▶ SELECTED TEXT:
===
- Other name: Comité d'action viticole
- Founded: 1975
- Dates active: 1975–present
- Country: France
- Active regions: Languedoc-Roussillon
- Ideology: Protectionism; Localism; Direct Action; Occitan nationalism; Revolutionary Socialism;
- Status: Active
- Size: 1,000

= Comité Régional d'Action Viticole =

Group of militant French wine producers

Comité Régional d'Action Viticole (CRAV, Regional Committee for Viticultural Action; Comitat Regional per l'Accion Viticòla), or sometimes Comité d'action viticole (CAV, Committee for Viticultural Action; Comitat per l'Accion Viticòla), is a group of militant French wine producers of Occitania. It has claimed responsibility for numerous attacks, including bombing government buildings, hijacking tankers, and destroying large quantities of non-French wine.
===
▶ DATASET:
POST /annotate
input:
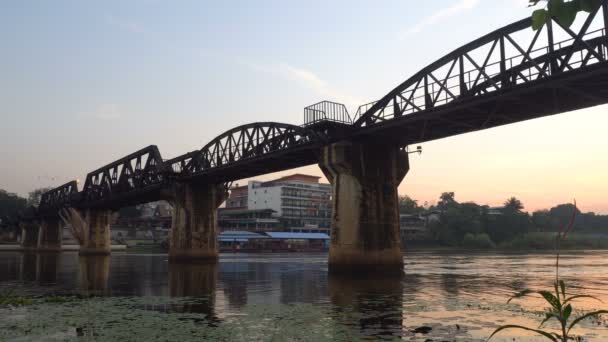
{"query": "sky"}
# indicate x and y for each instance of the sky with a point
(87, 82)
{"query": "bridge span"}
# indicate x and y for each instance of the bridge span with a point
(507, 76)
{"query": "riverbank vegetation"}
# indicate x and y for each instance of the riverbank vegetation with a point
(451, 224)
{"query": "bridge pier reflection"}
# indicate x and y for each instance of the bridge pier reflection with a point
(193, 227)
(378, 301)
(91, 228)
(194, 280)
(94, 273)
(365, 219)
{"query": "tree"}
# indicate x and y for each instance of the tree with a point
===
▶ THE TASK: Pick up the article on the Comité Régional d'Action Viticole after its last sentence and write the next part.

▶ RESPONSE TO THE TASK:
CRAV is mainly active in Languedoc-Roussillon in the south of France, which is the French wine region which the group believes has been plagued by surplus production and a subsequent need to adapt the quality and quantity of wine produced to changing market realities, including reduced domestic demand for simple wine for everyday consumption. This process, which has involved considerable European Union subsidies, has had negative effects on smaller producers and has met with various protests, of which CRAV is the most violent.

CRAV's publicised demands have regularly included elements which are more-or-less impossible for French politicians to implement under European Union rules, since they would mean interfering with the single market and introducing national subsidies on top of the Common Agricultural Policy. The group has called for higher restrictive tariffs against the rising imports of Spanish and Italian wine, where lower social costs, less red tape and a different industry structure leads to more economical wine production. Consumer preference for wine brands, uncomplicated wine labels, varietal labelling, and New World wine styles has also led to expanding exports from Australia, Chile, the United States, and other New World producers.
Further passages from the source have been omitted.